Please repeat the entries word for word, beginning with the line that contains "Task: Where can the traffic" and ending with the line that contains "[[185, 46], [111, 36]]", both of those lines included.

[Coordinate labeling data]
++++++
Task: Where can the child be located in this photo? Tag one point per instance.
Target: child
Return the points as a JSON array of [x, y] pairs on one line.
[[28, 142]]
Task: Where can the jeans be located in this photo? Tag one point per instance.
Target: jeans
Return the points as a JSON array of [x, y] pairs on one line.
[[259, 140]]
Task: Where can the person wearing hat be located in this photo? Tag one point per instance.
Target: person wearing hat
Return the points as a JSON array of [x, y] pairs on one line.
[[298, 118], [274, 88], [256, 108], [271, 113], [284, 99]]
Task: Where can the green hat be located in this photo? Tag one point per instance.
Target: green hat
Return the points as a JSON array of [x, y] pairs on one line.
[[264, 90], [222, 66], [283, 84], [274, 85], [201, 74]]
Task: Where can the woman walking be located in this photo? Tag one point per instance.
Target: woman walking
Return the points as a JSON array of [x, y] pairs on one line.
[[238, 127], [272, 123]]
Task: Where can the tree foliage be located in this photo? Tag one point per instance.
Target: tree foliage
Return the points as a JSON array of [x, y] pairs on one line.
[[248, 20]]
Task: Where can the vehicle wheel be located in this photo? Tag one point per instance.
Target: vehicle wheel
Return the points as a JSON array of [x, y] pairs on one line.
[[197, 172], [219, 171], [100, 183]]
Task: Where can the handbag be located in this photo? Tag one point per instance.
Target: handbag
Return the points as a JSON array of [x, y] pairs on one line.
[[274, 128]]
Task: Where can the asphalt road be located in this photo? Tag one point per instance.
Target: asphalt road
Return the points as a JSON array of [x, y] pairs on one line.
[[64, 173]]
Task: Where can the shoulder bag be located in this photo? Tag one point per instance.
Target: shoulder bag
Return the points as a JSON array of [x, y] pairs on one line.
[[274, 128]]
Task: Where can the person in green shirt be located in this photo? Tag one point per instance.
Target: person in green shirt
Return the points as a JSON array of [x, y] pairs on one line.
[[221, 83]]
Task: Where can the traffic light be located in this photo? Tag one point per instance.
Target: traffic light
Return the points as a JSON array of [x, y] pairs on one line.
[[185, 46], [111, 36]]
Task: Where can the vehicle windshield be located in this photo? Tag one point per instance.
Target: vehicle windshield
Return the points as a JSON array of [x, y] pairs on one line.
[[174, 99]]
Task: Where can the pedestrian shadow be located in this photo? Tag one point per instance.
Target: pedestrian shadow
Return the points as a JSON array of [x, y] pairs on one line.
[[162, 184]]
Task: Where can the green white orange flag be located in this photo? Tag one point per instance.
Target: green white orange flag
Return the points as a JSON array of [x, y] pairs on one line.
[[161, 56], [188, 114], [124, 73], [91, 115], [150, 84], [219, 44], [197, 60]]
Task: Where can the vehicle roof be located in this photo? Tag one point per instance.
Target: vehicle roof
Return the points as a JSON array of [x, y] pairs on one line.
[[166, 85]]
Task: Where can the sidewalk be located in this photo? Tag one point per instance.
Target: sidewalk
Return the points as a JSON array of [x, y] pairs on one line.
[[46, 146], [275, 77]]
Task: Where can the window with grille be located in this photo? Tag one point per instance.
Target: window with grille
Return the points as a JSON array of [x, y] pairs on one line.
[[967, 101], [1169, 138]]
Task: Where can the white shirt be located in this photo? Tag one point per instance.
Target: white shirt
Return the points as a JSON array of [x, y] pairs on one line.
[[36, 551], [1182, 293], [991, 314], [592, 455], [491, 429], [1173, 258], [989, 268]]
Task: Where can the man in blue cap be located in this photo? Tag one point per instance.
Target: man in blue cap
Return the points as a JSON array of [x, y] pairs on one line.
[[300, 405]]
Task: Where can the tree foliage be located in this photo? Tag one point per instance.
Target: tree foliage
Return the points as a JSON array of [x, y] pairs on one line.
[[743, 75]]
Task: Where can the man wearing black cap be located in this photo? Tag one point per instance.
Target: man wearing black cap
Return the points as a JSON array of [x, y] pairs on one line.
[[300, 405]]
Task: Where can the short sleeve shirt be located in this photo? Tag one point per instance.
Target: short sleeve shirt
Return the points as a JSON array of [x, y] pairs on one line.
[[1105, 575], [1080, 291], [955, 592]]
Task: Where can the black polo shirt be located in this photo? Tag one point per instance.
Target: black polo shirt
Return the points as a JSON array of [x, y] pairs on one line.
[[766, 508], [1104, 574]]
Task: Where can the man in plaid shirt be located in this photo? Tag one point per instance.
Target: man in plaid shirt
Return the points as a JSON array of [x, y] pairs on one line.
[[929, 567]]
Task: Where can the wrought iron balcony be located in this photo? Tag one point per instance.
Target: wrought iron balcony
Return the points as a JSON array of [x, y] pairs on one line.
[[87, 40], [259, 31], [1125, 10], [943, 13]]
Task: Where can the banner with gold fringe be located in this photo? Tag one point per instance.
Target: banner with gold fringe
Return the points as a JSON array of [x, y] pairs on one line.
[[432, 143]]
++++++
Reply
Task: Where can the traffic light be located in this photo? Tag one point per instance.
Target: traffic light
Return the points as a JSON array of [x, y] pairs on one line.
[[185, 46], [111, 36]]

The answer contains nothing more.